▶ Extracted information
________

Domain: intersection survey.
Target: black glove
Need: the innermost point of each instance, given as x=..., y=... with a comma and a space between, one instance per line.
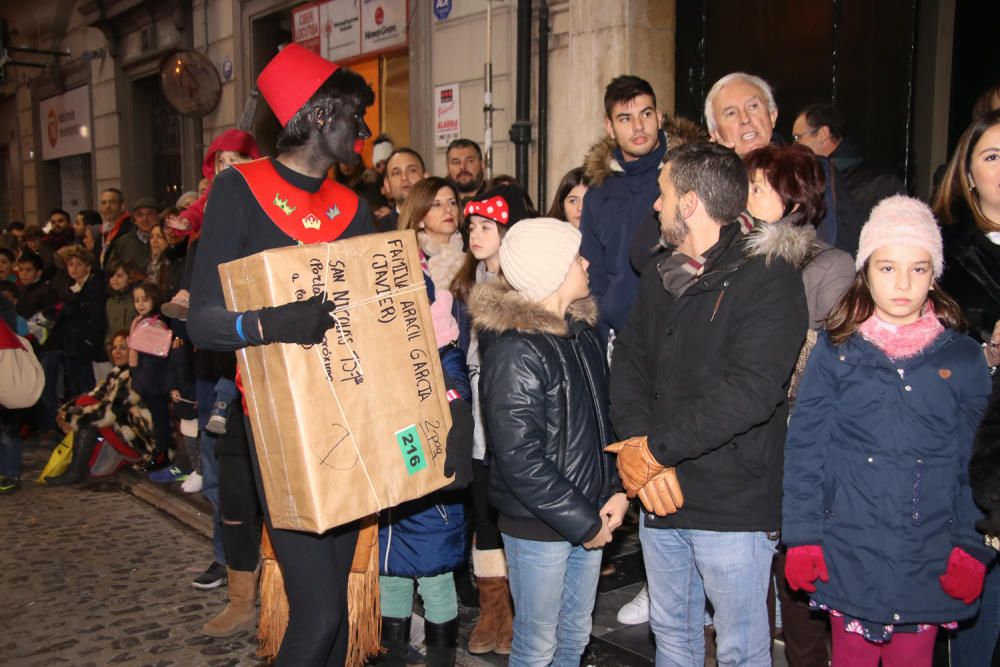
x=303, y=322
x=458, y=459
x=990, y=524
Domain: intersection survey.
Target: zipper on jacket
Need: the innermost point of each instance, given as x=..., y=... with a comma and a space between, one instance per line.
x=563, y=425
x=597, y=412
x=443, y=512
x=388, y=540
x=916, y=516
x=718, y=302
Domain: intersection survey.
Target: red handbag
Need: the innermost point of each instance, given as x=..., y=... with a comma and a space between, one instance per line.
x=151, y=336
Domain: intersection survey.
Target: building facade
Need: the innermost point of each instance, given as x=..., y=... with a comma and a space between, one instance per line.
x=99, y=117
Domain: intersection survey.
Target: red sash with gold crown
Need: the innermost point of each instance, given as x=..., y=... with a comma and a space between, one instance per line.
x=307, y=217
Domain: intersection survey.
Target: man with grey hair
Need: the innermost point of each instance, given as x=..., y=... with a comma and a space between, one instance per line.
x=698, y=385
x=740, y=113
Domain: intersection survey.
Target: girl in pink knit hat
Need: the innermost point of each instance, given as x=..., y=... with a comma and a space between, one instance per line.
x=877, y=512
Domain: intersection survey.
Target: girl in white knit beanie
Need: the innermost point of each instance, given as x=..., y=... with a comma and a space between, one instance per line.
x=877, y=510
x=544, y=393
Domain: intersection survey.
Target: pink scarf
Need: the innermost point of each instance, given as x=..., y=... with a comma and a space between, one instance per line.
x=901, y=341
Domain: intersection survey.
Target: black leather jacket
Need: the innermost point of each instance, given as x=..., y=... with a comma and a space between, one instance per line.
x=544, y=391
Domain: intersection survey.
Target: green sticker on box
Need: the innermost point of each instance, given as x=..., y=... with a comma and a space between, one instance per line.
x=413, y=450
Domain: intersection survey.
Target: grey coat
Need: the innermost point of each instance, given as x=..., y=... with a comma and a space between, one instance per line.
x=826, y=271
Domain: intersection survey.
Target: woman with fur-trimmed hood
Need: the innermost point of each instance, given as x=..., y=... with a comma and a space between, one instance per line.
x=786, y=199
x=544, y=392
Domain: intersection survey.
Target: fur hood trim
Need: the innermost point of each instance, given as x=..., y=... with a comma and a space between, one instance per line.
x=496, y=307
x=118, y=406
x=796, y=245
x=600, y=161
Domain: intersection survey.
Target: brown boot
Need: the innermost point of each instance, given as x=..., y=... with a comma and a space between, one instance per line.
x=240, y=614
x=492, y=590
x=490, y=567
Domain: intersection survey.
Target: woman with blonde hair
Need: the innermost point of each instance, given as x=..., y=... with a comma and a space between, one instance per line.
x=968, y=206
x=432, y=210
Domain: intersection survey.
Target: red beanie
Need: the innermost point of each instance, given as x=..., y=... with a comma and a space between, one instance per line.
x=291, y=78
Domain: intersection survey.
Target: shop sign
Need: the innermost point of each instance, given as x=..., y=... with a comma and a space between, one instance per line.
x=447, y=115
x=442, y=8
x=306, y=27
x=341, y=29
x=383, y=24
x=65, y=121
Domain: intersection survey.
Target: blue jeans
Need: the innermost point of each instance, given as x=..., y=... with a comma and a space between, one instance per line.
x=10, y=454
x=975, y=640
x=731, y=569
x=554, y=586
x=204, y=395
x=210, y=489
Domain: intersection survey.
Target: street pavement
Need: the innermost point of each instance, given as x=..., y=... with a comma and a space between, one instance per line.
x=100, y=575
x=94, y=576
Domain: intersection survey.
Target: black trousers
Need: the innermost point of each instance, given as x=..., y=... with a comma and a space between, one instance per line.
x=485, y=515
x=240, y=510
x=315, y=569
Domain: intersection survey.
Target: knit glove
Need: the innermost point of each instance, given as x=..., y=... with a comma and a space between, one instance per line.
x=302, y=322
x=636, y=465
x=803, y=565
x=963, y=579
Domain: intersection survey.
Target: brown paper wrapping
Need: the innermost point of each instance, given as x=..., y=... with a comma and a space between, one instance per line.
x=334, y=424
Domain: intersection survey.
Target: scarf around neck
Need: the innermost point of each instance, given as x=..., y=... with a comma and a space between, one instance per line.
x=902, y=341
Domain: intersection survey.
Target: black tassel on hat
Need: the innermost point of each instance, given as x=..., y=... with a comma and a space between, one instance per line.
x=249, y=111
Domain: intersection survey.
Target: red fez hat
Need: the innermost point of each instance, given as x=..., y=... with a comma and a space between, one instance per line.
x=291, y=78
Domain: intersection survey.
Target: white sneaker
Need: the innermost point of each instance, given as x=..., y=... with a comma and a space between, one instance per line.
x=192, y=484
x=636, y=611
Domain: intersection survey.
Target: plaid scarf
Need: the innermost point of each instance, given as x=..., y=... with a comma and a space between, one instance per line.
x=678, y=271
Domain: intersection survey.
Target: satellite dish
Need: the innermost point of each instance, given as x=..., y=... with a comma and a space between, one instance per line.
x=190, y=82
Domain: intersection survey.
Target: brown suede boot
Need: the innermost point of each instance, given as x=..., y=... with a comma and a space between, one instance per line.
x=492, y=591
x=505, y=631
x=240, y=614
x=490, y=567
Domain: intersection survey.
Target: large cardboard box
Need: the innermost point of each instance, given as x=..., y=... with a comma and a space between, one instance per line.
x=360, y=422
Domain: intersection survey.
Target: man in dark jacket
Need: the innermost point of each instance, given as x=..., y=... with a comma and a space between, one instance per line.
x=698, y=383
x=821, y=128
x=623, y=169
x=740, y=113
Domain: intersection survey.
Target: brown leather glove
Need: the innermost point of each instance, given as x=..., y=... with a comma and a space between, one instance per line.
x=662, y=495
x=636, y=465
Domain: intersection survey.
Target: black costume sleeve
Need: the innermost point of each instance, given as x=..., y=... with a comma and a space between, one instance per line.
x=224, y=238
x=235, y=226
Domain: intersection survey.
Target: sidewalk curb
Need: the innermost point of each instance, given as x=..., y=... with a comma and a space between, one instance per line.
x=183, y=507
x=193, y=511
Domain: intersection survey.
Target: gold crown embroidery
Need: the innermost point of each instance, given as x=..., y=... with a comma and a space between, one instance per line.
x=283, y=204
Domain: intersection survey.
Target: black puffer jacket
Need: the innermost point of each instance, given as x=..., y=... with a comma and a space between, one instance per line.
x=544, y=392
x=705, y=378
x=80, y=326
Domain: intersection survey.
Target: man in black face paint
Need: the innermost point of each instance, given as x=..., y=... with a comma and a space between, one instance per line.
x=272, y=203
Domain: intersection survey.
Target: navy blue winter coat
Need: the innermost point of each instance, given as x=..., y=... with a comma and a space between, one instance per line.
x=612, y=211
x=426, y=537
x=876, y=472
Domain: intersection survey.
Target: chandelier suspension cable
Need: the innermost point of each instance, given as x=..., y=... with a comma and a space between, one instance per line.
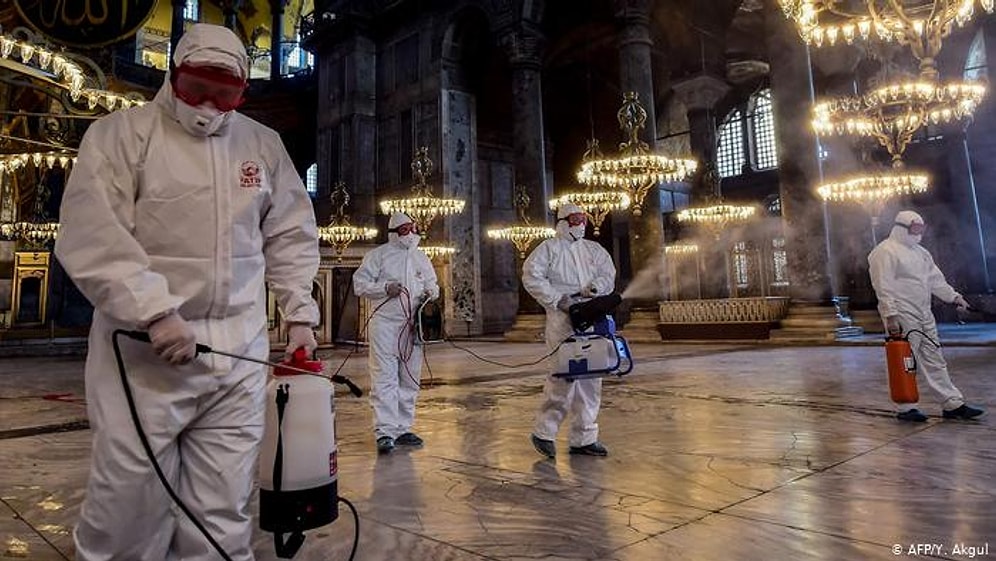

________

▶ Written instruction
Reproduce every line of the records above word for word, without the pictures.

▶ The result
Domain: intersection survey.
Target: black glove
Need: the innermost point of each instance, given as x=..., y=... with a comma and a space between, one instance per line.
x=303, y=322
x=458, y=459
x=990, y=524
Domain: intersection survey.
Target: zipper on jacket
Need: the innermost point of each instance, given as x=..., y=... with a comma and a space between, one instance per line.
x=563, y=425
x=597, y=412
x=443, y=512
x=388, y=540
x=916, y=516
x=718, y=302
Domain: intersection survey.
Target: red handbag
Need: the innermost point of each instance, given as x=..., y=... with a comma and a space between, one instance per line.
x=151, y=336
Domain: intersection survey.
Target: building facade
Need: the innermost point of each instance, given as x=..., y=... with a comma and a space between, one instance per line.
x=99, y=117
Domain: intersection survey.
Target: red sash with gold crown
Need: the innermost point of each instance, given as x=..., y=... with a comma and a space between, one instance per line.
x=307, y=217
Domain: intersection survey.
Target: man with grey hair
Need: the innermost point of each instance, given as x=..., y=... with a comma and a space between, one instance per line.
x=698, y=385
x=740, y=113
Domain: intersection survey.
Target: girl in pink knit hat
Need: the innermost point of each instance, given as x=..., y=... with a comma and a space between, one instance per line.
x=877, y=512
Domain: intersection survey.
Target: girl in white knit beanie
Need: the innermost point of each instance, given as x=..., y=... with a comma and a space between, one instance per line.
x=877, y=510
x=544, y=393
Domain: intersection survey.
Target: pink scarf
Need: the innermost point of each instance, given as x=..., y=... with a comma and a space between, one instance per line.
x=901, y=341
Domain: intersection survey.
Target: black leather jacket
Need: the innermost point of each instance, given as x=..., y=... with a comma and a space between, one instance per line.
x=544, y=391
Domain: intersection survey.
Target: green sticker on box
Need: the innermost point of each instance, given as x=..., y=... with a comma and a space between, one instance per line.
x=413, y=450
Domain: intersection survey.
Target: grey coat
Need: the innermost point of each instance, given as x=..., y=... with a comma and a space between, one instance per line.
x=826, y=271
Domain: intersection survey.
Target: woman with fur-trimmed hood
Need: the innermost point of each instance, given as x=..., y=... with a comma and a space between, one instance per line.
x=786, y=199
x=544, y=392
Domain: intersection survey.
Target: fur hood trim
Need: the innermost point of each instance, given as x=..., y=... with a comma and a space between, one instance per line.
x=496, y=307
x=118, y=406
x=796, y=245
x=600, y=161
Domain: intersection survey.
Target: brown boot
Need: the innermost point of each instance, given as x=..., y=... with a comma and a space between, one instance per line.
x=240, y=614
x=492, y=590
x=490, y=567
Domain: intersection survey.
Target: woman with blonde hair
Need: the innermost point of each instance, given as x=..., y=... with a comma and a space between, one instance per line.
x=968, y=206
x=432, y=210
Domain: intersection survey.
Target: red beanie
Need: the innermost point of each instance, given as x=..., y=... with a comma and a space between, one instance per line.
x=291, y=78
Domain: intersection survey.
Target: shop sign
Need: the innermost point of each instance, given as x=..., y=... with a comma and a space between, one instance per line.
x=447, y=115
x=442, y=8
x=306, y=27
x=341, y=29
x=383, y=24
x=65, y=121
Domain: intersection survey.
Target: blue jeans
Need: the innermost point of each instance, given as x=..., y=... with a comma and a space between, one instance per line.
x=10, y=454
x=975, y=640
x=731, y=569
x=554, y=586
x=204, y=395
x=210, y=489
Domain: intersection survey.
Target: street pavement
Need: the innermost point of each instance, given as x=..., y=... with a comma and a space between, one instance per line.
x=100, y=575
x=94, y=576
Domain: intersection survey.
Target: black trousers
Need: the innermost point of each instance, given as x=..., y=... with a comma and a space between, one instance per line.
x=485, y=515
x=240, y=510
x=315, y=569
Domain: intersection survey.
Target: knit glove
Need: the innermost point of each instance, given as x=..., y=... with a comma and a space between, one instance per line.
x=302, y=322
x=636, y=465
x=803, y=565
x=963, y=579
Domain: intersection survey.
Target: brown paper wrapping
Need: the innermost point of each instance, given as x=..., y=... with a comma and a space between, one instance per line.
x=334, y=424
Domain: intersection survey.
Target: scarf around neck
Need: the innermost point of each instance, given as x=..., y=... with a comma and a space between, one instance per line.
x=902, y=341
Domain: intersection survey.
Target: black tassel on hat
Need: the innermost point of each instance, given as x=..., y=... with a comma and a space between, one instance per line.
x=249, y=111
Domain: intersection survey.
Target: red fez hat
Need: the innermost point of each instance, given as x=..., y=... with a comma and a space between, one instance per line.
x=291, y=78
Domain: intersection survey.
Target: white sneaker
Need: the innermost point of each instance, given as x=..., y=... with a comma and a space between, one instance per line.
x=192, y=484
x=636, y=611
Domain: intersection survey.
Target: plaid scarf
Need: the innermost point of each instance, given as x=..., y=... with a comma and a space between, one instance per line.
x=678, y=271
Domain: intersection survey.
Target: satellite dish
Need: the innermost point of each instance, given as x=..., y=... with a comma and a space between, one instance per line.
x=190, y=82
Domain: intersection survey.
Target: brown suede boot
Need: the innermost point of each instance, given as x=..., y=... with a comma and a space between, one instance per line.
x=492, y=591
x=505, y=631
x=240, y=614
x=490, y=567
Domain: intersection survey.
Target: large cardboard box
Need: the innermost point of each instance, given as x=..., y=... with a comma and a space between, one instance per line.
x=360, y=422
Domain: intersection survey.
Target: man in dark jacket
Need: the innermost point of each instance, given as x=..., y=... with a comma and a space between, one instance per line.
x=698, y=383
x=821, y=128
x=623, y=169
x=740, y=113
Domain: intersection survey.
Target: brown leather glove
Need: the innermost point of each instance, given as x=..., y=... with a comma and a space between, one instance per line.
x=662, y=495
x=636, y=465
Domain: intersection survey.
Target: black costume sleeve
Need: the innermost point of each instance, given as x=..., y=... with a comma and a space between, one instance per line.
x=224, y=238
x=235, y=226
Domain: intersection survey.
Target: sidewalk curb
Need: the innermost point of each instance, given as x=..., y=... with a comma and a space between, one instance per line.
x=183, y=507
x=193, y=511
Domain: intersection survey.
Target: gold crown embroidery
Need: the innermost point of each instance, given as x=..., y=... with a comma and a space between, one instance per line.
x=283, y=204
Domain: intersection survey.
Target: black puffer jacket
Need: the innermost point of each instance, given as x=..., y=... with a comma and a space between, one instance per line.
x=544, y=392
x=705, y=378
x=80, y=326
Domain: intersection survey.
Target: man in black face paint
Need: the innermost point of each instance, given as x=..., y=... with a comma and a space between, one instance per line.
x=272, y=203
Domain: intersection survey.
Target: navy blue winter coat
Need: the innermost point of each instance, given as x=..., y=... with a comma and a space between, one instance per line.
x=612, y=211
x=426, y=537
x=876, y=472
Domain: intersection survey.
Target: chandelier suspension cable
Need: the innermost point of each instance, given as x=..., y=... with a comma and a space between, one instance per line.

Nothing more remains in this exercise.